* [Aim of the task]:
Your output should be the line with "of the utility" followed by every remaining line of the entries, reproduced exactly.

(Photo-based referring expression data)
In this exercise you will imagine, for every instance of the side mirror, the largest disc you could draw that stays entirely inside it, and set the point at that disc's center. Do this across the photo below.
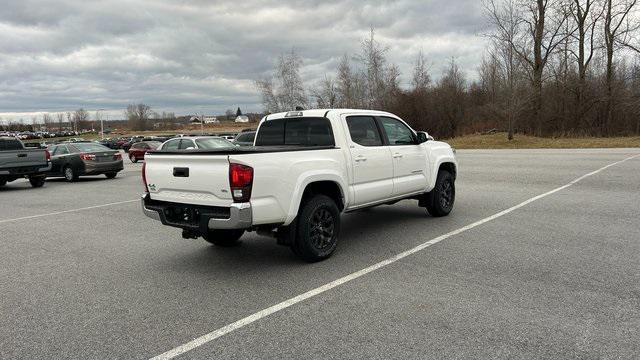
(423, 137)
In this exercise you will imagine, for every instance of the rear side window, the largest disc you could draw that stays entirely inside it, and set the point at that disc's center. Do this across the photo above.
(10, 144)
(186, 143)
(296, 131)
(363, 131)
(246, 137)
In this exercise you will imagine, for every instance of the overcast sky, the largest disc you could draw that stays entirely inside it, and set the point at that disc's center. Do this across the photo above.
(203, 56)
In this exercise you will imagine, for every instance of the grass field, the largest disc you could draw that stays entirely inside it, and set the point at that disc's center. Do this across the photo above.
(499, 141)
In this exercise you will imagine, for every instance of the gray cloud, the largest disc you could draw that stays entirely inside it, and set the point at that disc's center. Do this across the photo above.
(188, 56)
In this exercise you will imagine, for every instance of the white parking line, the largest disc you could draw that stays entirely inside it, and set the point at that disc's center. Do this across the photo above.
(67, 211)
(319, 290)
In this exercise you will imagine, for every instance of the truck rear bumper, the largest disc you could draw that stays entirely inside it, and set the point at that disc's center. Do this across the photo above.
(198, 218)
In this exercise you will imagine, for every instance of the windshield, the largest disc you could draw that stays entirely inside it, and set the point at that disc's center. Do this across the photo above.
(213, 143)
(90, 147)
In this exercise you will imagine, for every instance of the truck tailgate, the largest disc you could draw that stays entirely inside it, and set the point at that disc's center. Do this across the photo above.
(189, 179)
(22, 158)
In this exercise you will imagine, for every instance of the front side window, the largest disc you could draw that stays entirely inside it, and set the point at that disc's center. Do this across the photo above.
(296, 131)
(397, 132)
(90, 147)
(363, 131)
(60, 150)
(171, 145)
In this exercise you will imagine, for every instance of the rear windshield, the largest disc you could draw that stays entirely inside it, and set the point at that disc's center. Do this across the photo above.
(10, 144)
(306, 131)
(90, 147)
(213, 143)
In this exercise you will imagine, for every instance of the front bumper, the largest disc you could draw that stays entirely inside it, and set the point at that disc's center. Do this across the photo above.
(198, 218)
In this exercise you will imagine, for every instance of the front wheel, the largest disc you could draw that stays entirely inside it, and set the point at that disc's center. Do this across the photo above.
(37, 181)
(70, 174)
(439, 202)
(223, 238)
(318, 229)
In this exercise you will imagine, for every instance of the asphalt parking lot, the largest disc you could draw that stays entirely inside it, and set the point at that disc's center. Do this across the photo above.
(83, 274)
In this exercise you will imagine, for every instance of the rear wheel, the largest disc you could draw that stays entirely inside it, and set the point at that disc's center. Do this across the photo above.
(318, 229)
(37, 181)
(69, 174)
(439, 202)
(224, 238)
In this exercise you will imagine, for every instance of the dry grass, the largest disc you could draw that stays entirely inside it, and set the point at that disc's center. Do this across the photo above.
(499, 141)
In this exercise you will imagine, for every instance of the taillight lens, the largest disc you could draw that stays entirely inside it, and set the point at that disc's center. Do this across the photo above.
(144, 176)
(84, 156)
(241, 181)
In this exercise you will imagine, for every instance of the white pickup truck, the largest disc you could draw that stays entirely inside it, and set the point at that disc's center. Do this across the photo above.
(305, 168)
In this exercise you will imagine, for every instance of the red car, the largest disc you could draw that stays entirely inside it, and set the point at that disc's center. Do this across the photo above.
(137, 150)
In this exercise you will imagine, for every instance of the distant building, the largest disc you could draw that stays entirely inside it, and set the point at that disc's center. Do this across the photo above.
(205, 119)
(242, 118)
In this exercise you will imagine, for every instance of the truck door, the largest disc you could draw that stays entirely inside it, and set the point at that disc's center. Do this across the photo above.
(370, 160)
(409, 157)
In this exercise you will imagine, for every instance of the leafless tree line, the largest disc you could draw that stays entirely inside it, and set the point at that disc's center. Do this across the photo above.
(553, 67)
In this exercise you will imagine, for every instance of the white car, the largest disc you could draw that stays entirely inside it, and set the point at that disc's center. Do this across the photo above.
(306, 168)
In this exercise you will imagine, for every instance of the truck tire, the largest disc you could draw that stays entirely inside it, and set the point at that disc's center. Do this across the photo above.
(69, 174)
(37, 181)
(439, 201)
(318, 229)
(224, 238)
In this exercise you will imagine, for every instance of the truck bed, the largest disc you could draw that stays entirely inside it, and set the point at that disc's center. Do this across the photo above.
(242, 150)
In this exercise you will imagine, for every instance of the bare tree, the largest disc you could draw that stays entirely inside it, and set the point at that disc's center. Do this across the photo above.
(138, 116)
(586, 15)
(420, 78)
(81, 118)
(288, 91)
(617, 30)
(60, 118)
(325, 93)
(47, 119)
(345, 84)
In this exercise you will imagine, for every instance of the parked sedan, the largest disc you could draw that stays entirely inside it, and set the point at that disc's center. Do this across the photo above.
(196, 142)
(137, 150)
(79, 159)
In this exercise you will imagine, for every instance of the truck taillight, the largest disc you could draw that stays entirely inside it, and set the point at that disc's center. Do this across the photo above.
(144, 176)
(241, 180)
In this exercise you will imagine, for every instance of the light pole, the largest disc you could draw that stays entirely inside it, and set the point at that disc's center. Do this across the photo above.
(101, 125)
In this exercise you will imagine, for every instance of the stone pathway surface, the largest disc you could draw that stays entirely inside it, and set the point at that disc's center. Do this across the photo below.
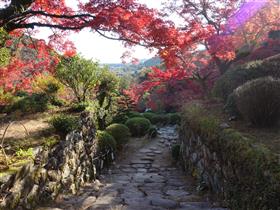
(146, 178)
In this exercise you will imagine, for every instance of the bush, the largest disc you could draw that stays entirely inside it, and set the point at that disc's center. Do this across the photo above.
(57, 102)
(160, 119)
(174, 118)
(133, 114)
(138, 126)
(149, 116)
(120, 133)
(120, 118)
(153, 131)
(239, 75)
(259, 101)
(37, 102)
(105, 141)
(48, 85)
(252, 178)
(64, 124)
(231, 106)
(78, 107)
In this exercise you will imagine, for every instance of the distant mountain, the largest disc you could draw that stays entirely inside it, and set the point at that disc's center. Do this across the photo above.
(121, 68)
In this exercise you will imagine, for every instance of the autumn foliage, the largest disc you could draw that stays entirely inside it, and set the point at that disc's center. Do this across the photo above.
(209, 38)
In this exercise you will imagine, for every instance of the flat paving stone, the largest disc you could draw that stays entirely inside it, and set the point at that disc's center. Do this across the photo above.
(165, 203)
(145, 179)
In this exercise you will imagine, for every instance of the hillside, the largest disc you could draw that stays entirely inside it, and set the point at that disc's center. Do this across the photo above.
(121, 68)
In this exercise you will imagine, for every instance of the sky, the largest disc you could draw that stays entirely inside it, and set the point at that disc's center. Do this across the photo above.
(93, 46)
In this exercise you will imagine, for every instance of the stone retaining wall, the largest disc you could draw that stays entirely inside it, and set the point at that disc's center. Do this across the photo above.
(63, 168)
(243, 174)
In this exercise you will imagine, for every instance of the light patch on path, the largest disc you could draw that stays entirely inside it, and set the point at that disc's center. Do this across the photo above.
(145, 179)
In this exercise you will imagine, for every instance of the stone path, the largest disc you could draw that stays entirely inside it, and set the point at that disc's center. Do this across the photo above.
(145, 179)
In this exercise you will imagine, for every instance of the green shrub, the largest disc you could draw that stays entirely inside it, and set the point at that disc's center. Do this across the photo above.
(162, 119)
(239, 75)
(120, 118)
(175, 150)
(105, 141)
(138, 126)
(64, 124)
(37, 102)
(201, 120)
(231, 106)
(133, 114)
(57, 102)
(259, 101)
(149, 115)
(78, 107)
(120, 133)
(252, 178)
(21, 93)
(152, 131)
(50, 141)
(174, 118)
(25, 153)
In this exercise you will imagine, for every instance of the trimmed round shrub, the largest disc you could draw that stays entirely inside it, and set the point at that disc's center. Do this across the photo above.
(120, 118)
(133, 114)
(231, 106)
(149, 115)
(138, 126)
(105, 141)
(37, 102)
(153, 131)
(174, 118)
(259, 101)
(160, 119)
(64, 124)
(120, 133)
(241, 74)
(79, 107)
(57, 102)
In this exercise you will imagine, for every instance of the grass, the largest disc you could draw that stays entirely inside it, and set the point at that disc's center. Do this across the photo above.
(18, 145)
(267, 136)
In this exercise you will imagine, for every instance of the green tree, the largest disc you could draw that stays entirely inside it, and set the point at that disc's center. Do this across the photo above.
(80, 75)
(5, 53)
(107, 93)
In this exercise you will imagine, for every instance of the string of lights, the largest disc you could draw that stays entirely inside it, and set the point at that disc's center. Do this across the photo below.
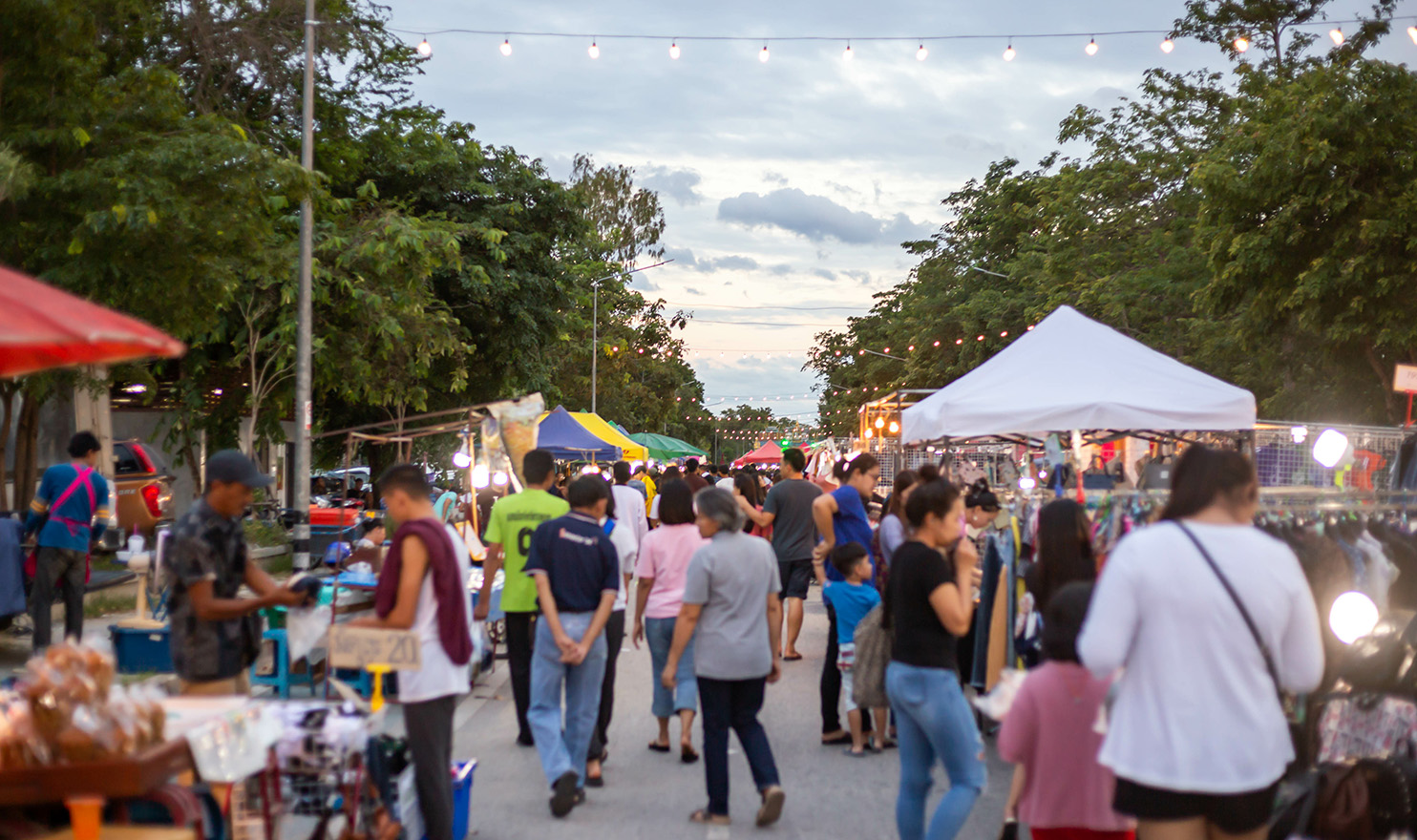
(1241, 40)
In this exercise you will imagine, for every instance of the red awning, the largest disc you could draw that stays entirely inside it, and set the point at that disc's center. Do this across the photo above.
(43, 327)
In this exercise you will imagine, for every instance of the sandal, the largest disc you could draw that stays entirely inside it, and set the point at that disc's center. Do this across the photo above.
(703, 817)
(772, 810)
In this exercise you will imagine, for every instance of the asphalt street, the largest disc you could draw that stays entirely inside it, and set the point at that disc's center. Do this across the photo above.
(649, 795)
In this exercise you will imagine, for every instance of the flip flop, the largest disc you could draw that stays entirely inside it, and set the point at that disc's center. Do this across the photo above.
(772, 810)
(703, 817)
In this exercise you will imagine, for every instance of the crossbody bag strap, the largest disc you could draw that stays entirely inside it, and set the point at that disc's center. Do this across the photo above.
(1244, 614)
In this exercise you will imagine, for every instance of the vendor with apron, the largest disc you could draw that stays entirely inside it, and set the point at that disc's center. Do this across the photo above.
(214, 634)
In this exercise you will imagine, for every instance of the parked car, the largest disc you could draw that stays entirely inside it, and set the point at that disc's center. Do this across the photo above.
(142, 494)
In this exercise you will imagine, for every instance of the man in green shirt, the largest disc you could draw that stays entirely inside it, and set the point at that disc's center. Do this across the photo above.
(509, 541)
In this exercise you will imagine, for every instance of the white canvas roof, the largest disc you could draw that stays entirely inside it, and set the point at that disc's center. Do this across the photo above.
(1073, 373)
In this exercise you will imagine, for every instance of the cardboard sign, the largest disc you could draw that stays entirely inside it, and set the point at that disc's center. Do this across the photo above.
(356, 647)
(1406, 378)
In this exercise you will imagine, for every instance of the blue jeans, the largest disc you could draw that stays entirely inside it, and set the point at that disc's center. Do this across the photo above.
(659, 635)
(734, 704)
(564, 751)
(934, 723)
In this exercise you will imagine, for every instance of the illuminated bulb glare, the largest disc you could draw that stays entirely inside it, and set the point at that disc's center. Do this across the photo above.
(1329, 448)
(1352, 617)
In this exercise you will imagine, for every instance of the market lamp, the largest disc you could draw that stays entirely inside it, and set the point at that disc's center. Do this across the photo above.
(1352, 617)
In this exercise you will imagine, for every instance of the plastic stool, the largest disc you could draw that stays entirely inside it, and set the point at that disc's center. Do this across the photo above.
(283, 679)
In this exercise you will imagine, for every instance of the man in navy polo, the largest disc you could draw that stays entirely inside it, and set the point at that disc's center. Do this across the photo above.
(577, 576)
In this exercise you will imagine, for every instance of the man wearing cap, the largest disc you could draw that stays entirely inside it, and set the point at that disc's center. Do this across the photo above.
(214, 634)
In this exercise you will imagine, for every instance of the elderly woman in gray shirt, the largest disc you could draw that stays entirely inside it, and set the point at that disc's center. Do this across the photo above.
(731, 598)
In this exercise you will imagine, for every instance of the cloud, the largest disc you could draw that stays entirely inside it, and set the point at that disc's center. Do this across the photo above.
(673, 183)
(818, 219)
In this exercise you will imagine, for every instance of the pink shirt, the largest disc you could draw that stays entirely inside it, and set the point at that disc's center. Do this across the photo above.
(664, 556)
(1048, 731)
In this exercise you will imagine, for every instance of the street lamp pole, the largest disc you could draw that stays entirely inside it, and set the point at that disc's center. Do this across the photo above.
(305, 319)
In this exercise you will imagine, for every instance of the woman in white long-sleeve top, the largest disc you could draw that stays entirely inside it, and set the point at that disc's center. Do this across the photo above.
(1197, 737)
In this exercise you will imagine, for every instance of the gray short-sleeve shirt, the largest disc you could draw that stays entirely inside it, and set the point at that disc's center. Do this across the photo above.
(731, 578)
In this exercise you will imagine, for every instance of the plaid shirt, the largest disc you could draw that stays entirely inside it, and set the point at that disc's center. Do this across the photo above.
(207, 546)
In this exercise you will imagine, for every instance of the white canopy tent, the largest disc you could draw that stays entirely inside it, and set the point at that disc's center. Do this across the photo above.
(1073, 373)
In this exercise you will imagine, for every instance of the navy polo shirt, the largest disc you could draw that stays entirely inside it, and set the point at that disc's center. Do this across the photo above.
(579, 558)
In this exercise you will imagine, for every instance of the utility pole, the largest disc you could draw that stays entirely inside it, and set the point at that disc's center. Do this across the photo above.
(305, 316)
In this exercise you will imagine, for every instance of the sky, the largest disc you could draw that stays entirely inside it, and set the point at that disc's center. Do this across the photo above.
(790, 184)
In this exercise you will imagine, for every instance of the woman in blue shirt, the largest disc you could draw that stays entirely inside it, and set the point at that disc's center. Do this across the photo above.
(840, 518)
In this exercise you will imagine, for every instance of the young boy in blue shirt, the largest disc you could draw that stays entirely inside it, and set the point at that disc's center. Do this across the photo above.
(854, 598)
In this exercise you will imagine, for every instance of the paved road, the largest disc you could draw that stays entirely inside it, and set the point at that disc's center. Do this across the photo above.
(649, 795)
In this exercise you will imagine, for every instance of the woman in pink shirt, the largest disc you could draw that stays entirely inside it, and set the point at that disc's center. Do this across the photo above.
(1059, 788)
(664, 561)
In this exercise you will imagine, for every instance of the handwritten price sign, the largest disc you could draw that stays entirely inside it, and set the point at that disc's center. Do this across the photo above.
(356, 647)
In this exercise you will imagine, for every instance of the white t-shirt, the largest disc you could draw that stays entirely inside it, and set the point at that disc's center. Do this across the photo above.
(438, 676)
(1196, 708)
(628, 552)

* [Your response]:
In this exercise you will imagine, for every instance of the utility pole, the largest disc you could draw that stays entirely inside it, and set the point at that disc's center. Do this across the photo above.
(305, 316)
In this exercise you will imagine, for every instance of the sky, the largest disc you could draw that stays entirely inside it, and set the point at that disc's center. Do this across the photo above.
(790, 184)
In this exercise you will imagine, for every instance of the woman in blue shirt, the largest disc you could draw that stays entirely inside it, and set the point at that disc's center. Do this across the photo above.
(840, 518)
In this exercise you will imagine, for every instance of the young boy in blue shirt, the largest disc you could draw that stays entirely inside it, and set the point at that disc's center. Do this across the photo above.
(854, 598)
In this exercise you will imagine, for every instance of the paved road, the largest disc you could draw that stays entirely inside it, and set the point at that disc's center. Do this across the photo above.
(649, 795)
In this exercise you will imagine, for every instance of the woman in pink shirt, the largest disc you could draw that stays entirely inside it, and set the point at that disc's center. Do this across the photo above.
(1059, 788)
(664, 561)
In this exercise you will imagine, for every instance of the handwritten price sign, the largest disc you could draw that stays entirely inside it, and set the point at that disc's center. Do this across the photo above.
(356, 647)
In this exercise you will imagine, for every instance of the white t-shirt, the largest disc you could draw that stays entirely inside it, and set the point at that disc's center. Do this across the photo above.
(438, 676)
(1196, 708)
(628, 552)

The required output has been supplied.